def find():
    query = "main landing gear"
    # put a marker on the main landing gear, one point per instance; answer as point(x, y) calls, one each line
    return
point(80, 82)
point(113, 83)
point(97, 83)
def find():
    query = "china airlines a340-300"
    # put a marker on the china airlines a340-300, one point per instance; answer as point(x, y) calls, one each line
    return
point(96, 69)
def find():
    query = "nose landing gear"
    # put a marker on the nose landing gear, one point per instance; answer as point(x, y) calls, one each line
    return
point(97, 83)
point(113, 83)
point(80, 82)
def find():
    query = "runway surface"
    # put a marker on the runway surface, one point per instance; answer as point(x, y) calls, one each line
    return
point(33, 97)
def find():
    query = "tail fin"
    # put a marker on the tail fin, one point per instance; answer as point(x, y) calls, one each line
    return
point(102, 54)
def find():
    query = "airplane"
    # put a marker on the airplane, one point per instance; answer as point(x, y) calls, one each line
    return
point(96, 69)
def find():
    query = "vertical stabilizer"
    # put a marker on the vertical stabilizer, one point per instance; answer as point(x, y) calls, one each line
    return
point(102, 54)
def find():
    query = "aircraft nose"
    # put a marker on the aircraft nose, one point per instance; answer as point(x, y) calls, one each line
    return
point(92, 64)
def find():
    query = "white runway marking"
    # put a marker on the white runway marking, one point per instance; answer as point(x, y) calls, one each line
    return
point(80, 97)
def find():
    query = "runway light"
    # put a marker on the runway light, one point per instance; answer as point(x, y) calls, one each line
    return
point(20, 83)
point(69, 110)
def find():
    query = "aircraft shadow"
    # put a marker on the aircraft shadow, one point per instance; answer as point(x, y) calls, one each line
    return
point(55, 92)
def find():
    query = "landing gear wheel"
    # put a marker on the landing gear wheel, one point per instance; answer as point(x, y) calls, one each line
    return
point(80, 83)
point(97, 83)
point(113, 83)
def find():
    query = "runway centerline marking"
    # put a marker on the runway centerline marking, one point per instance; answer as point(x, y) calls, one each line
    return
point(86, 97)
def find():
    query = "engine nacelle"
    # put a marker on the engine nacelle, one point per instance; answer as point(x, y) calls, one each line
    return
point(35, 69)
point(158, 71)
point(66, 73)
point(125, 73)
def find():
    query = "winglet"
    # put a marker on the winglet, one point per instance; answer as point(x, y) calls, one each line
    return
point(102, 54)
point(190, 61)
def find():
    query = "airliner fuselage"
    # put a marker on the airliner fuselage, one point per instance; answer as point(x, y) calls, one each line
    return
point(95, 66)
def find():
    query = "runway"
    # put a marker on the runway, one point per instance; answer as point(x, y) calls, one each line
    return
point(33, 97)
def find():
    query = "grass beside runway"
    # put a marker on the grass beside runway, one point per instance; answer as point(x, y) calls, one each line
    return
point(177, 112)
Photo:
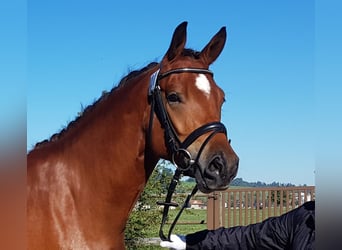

※ ※ ※

◆ Short problem ◆
List each line of the material above that contains the word "airliner", copying the lines in full.

◆ Exercise result ◆
    query = "airliner fuselage"
    # put a marker on the airliner fuselage, one point per instance; answer as point(x, y) calls, one each line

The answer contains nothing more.